==== SOURCE INFORMATION
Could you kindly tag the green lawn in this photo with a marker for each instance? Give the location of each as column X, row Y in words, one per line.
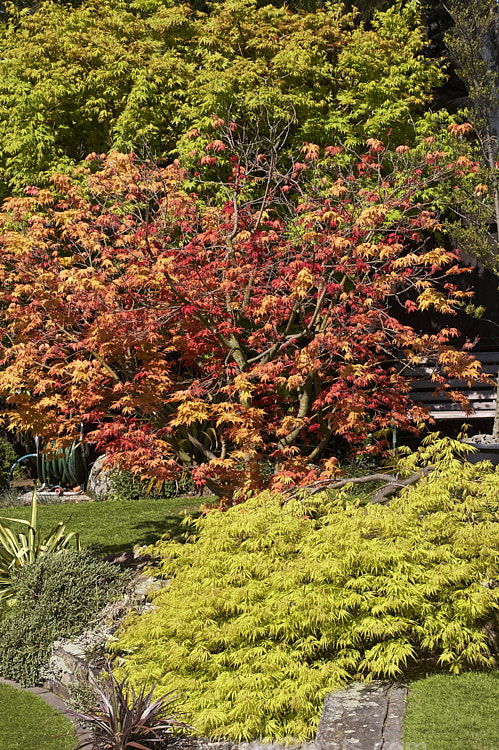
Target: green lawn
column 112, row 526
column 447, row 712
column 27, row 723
========
■ WHAT YOU HAVE TO DO ■
Reprint the entries above exactly, images removed.

■ ANSWER TO THE EXERCISE ■
Could you kindly tag the green lawn in this photo with a marker for each instance? Give the location of each as column X, row Y in words, one per line.
Target: green lawn
column 112, row 526
column 447, row 712
column 27, row 723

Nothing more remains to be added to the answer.